--- Text passage ---
It’s amazing story, as always, you’re so humble, Dr. Rozycki, but the truth is that I mean, there was lots of places in Canada, throughout the world, really, that specifically traveled to Germany at the surgeon level, saw what you saw, and came back and sort of said, I don’t really think it’s going to work and stop there. So what was it that you figured out or that you you believed or that or that you saw that really said we have to keep going here there’s something super helpful in the long run?

Grace Rozycki  19:07

No, I think there’s several factors. One is again, it’s noninvasive, and I think we needed, the patient needed an alternative to diagnostic, peritoneal lavage and remember too that, still when this was coming out CT, although it was great, it was still not all that fast. And the CT suites were a somewhat at a distance whereas we really needed something, the patient needed something better. And I think that kept me going and also the fact that it was just rapid. Again, it’s suited to you know, anyone on the front lines, emergency medicine, surgeons, anybody right there at the front lines, especially when dealing with diagnosing pericardial tamponade. No and the really old days it was insertion of a central line and look at the CDP and then putting the patient in the ICU and watching the CDP, that’s it’s almost you possibly even think along those lines. So, again, it’s just looking at patient care, what does the patient need, and that drove me a lot.
---
- Questions -
[1] Answer these questions about the interview with Dr. Rozycki:
(a) Which country did people travel to at the surgeon level?
(b) What did the patient need an alternative to?
(c) What was inserted in "the really old days"?
[2] Continue the interview with Dr. Rozycki from where it stops.
The data is separate material with no connection to the interview.
--- Study material ---
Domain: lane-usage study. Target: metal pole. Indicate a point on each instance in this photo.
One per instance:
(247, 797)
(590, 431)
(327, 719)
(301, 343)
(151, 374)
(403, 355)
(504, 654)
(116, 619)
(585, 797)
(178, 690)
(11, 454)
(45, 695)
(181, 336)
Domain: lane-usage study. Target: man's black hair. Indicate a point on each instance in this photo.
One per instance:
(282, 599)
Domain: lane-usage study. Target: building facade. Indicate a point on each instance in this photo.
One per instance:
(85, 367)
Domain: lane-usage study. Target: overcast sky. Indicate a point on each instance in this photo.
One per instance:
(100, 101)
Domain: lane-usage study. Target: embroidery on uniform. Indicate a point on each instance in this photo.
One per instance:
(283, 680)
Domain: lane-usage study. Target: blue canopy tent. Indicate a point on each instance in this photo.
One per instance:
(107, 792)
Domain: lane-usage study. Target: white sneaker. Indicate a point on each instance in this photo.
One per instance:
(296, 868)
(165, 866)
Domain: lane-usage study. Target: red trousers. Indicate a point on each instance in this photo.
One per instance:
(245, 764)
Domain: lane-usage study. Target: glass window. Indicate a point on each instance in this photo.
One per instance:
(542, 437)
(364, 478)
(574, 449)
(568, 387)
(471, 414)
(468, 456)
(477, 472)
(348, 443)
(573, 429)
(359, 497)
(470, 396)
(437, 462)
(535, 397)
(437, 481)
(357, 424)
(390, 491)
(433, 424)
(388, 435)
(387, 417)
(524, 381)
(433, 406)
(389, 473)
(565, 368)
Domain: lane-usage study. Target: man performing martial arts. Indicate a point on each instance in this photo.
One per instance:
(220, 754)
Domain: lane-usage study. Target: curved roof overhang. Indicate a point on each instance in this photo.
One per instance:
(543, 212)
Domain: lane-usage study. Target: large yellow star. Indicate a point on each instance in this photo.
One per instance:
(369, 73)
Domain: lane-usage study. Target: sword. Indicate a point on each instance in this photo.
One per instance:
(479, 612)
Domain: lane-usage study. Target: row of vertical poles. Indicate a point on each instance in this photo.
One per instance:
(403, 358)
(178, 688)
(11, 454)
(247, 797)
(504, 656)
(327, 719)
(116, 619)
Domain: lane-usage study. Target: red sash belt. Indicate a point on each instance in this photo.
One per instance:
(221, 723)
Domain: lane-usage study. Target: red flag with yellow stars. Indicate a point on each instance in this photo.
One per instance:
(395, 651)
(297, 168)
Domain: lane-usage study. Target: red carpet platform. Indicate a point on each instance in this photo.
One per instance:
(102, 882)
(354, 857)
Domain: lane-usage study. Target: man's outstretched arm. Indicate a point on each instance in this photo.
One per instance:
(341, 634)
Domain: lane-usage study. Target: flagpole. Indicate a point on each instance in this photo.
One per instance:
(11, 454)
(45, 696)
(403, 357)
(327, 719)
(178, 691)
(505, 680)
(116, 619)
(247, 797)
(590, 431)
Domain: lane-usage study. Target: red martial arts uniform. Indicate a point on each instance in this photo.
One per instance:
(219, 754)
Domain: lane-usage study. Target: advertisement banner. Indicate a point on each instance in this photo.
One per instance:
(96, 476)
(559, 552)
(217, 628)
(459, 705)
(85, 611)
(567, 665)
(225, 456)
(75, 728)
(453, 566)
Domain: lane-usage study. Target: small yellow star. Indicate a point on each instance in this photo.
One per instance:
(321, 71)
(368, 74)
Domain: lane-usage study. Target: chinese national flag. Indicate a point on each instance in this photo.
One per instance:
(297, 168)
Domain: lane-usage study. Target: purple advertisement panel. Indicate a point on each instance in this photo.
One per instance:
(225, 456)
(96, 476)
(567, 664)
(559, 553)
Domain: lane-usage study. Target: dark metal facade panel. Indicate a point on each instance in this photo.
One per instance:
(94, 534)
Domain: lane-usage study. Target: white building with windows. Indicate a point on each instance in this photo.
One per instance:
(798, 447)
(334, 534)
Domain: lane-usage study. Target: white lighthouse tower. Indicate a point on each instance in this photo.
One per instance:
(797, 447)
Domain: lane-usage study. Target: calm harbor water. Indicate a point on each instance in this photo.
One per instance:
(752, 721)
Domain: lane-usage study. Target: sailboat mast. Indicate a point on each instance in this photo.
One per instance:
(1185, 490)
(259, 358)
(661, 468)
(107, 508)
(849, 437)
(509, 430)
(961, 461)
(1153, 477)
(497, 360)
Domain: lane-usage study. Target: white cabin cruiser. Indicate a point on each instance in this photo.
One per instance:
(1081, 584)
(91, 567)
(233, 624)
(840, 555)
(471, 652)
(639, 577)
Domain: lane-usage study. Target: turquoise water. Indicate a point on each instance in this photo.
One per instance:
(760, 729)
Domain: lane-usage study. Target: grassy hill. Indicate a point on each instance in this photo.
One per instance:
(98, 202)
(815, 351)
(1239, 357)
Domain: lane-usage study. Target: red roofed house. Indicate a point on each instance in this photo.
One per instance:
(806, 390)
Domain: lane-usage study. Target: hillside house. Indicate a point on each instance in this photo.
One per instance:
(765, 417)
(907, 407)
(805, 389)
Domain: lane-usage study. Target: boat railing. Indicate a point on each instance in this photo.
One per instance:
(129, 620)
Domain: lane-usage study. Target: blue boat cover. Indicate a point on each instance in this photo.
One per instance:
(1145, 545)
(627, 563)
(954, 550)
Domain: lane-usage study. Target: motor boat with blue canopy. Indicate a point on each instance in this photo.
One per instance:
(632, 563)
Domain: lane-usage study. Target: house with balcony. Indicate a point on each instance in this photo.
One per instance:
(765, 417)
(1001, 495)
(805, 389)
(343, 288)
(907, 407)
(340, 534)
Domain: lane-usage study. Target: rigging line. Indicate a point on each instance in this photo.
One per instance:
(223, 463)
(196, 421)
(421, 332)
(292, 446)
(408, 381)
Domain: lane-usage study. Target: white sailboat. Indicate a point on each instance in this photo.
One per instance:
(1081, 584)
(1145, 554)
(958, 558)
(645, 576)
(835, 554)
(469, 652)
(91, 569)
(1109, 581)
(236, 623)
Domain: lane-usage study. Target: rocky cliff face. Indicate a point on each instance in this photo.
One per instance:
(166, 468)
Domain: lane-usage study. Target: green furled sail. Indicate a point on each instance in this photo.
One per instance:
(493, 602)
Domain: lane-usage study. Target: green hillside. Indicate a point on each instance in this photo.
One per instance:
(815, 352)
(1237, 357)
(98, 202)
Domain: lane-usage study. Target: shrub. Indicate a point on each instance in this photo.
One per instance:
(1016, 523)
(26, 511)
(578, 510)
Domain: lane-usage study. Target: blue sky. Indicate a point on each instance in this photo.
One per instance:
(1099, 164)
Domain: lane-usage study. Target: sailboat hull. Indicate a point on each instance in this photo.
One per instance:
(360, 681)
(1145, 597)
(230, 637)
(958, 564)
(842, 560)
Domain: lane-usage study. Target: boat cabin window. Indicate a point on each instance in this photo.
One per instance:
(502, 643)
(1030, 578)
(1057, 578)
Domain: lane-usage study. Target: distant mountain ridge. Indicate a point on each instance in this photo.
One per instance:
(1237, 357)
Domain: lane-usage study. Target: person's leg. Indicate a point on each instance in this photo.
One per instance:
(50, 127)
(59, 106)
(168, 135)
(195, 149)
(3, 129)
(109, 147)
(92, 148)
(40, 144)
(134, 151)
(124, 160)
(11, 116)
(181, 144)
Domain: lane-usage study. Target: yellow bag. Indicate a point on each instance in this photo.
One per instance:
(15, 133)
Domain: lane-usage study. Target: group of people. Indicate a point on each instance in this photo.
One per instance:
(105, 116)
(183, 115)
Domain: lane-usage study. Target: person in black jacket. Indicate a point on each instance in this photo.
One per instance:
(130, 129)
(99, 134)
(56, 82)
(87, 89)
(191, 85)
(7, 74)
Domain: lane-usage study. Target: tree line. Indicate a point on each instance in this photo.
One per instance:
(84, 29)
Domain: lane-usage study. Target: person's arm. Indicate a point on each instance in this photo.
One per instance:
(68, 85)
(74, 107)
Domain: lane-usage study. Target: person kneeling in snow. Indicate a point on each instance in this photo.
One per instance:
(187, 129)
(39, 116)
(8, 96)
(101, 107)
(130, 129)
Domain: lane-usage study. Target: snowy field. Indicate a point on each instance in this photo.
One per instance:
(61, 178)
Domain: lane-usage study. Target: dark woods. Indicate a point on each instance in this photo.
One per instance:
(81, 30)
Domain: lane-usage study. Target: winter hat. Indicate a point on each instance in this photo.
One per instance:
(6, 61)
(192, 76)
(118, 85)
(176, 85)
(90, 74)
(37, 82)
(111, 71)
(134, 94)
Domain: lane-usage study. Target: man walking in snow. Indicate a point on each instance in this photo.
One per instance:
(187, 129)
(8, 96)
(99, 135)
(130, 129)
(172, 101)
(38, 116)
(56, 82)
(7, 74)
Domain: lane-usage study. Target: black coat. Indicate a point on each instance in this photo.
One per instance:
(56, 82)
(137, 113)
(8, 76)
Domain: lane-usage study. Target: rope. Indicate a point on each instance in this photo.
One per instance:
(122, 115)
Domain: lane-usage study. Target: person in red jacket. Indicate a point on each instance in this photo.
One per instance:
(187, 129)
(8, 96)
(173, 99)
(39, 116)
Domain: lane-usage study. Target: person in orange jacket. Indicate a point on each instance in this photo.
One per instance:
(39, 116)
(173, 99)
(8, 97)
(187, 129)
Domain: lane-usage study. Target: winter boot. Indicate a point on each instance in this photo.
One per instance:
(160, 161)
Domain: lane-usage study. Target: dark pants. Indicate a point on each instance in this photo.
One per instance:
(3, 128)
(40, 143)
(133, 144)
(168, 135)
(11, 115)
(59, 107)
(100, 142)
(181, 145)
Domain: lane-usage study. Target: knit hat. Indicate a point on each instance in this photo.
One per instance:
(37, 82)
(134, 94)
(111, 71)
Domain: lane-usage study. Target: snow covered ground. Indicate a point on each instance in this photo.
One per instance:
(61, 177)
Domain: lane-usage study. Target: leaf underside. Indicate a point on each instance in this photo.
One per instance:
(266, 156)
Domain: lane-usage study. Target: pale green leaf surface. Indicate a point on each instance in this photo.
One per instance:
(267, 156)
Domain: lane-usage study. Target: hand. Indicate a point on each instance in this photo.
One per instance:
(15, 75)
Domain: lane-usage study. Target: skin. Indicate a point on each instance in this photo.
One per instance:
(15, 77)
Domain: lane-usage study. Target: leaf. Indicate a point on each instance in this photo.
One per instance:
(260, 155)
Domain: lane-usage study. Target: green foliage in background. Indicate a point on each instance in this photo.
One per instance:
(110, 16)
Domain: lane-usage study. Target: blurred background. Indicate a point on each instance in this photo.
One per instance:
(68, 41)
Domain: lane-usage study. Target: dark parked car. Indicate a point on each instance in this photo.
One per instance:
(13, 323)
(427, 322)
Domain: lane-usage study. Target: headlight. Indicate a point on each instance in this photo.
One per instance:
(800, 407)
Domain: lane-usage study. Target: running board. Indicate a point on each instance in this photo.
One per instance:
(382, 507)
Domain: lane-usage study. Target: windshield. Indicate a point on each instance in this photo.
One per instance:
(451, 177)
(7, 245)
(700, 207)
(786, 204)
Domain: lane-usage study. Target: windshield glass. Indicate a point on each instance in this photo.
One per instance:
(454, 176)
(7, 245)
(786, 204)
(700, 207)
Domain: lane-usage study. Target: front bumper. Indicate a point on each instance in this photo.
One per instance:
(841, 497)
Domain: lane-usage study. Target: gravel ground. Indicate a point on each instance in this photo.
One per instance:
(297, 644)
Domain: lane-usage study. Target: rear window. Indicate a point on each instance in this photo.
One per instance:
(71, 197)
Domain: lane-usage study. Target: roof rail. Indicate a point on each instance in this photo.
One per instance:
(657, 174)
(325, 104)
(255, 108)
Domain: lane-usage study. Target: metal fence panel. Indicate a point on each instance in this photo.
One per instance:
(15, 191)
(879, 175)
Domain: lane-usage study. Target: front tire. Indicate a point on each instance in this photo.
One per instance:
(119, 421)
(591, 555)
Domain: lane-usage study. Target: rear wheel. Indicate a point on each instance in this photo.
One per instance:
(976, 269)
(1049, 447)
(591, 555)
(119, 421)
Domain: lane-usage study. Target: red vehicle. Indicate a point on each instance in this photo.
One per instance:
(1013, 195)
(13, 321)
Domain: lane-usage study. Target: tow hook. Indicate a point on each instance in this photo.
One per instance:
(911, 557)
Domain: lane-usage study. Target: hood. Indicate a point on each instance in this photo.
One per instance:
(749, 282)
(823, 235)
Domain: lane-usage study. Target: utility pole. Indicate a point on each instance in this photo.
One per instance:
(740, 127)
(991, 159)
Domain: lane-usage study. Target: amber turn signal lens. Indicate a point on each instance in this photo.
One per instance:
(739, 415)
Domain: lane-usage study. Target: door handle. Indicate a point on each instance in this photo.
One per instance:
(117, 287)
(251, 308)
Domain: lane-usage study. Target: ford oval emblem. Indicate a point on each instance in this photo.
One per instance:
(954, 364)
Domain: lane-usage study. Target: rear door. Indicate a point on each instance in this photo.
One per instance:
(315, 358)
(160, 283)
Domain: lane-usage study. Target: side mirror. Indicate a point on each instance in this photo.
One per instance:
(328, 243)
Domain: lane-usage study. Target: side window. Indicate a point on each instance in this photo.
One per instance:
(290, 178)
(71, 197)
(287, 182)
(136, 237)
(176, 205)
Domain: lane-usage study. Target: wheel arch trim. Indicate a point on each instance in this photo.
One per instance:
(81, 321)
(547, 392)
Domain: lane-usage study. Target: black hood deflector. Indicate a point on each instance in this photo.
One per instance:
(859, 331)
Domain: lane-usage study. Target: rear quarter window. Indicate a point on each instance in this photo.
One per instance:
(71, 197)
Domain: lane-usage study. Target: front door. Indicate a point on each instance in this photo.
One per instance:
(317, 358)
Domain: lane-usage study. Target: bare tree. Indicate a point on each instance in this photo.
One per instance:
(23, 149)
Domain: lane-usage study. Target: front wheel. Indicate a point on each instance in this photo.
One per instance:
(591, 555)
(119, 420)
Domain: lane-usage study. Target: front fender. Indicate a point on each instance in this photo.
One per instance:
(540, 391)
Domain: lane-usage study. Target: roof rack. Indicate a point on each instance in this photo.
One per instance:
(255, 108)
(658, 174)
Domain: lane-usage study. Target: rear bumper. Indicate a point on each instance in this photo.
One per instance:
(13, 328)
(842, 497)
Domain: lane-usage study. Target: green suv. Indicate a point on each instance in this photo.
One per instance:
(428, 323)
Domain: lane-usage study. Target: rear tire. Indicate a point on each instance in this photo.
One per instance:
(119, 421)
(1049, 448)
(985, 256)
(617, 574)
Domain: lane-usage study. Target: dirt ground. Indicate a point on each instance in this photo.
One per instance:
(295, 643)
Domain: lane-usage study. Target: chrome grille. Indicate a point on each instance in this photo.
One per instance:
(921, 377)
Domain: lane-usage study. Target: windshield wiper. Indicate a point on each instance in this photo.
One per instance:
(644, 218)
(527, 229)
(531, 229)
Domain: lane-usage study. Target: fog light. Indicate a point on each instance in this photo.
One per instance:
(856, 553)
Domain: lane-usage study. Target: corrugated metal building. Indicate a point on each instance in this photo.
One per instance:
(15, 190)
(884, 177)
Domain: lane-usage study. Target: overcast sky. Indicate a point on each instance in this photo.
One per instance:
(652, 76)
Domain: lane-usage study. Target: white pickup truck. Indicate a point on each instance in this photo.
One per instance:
---
- Task-by-task results -
[1]
(a) Germany
(b) Diagnostic peritoneal lavage
(c) A central line

[2]
Ameer Farooq  20:19

Dr. Rozycki, we wanted to shift gears here a little bit, and I wanted to point out to our listeners that you were the first female to actually go through your residency training program. And really, were a pioneer in many aspects, including paving the way for many female trainees. You know, the time is kind of finally come, I think, to actually talk about gender equity, and to actually make some really big gains for our female trainees, but they still face a lot of challenges that that male trainees just frankly don’t face. I’m curious what your thoughts are on what it was like to be the only female trainee and what that experience was like? And then furthermore, what do you think we can do to improve gender equity in surgery?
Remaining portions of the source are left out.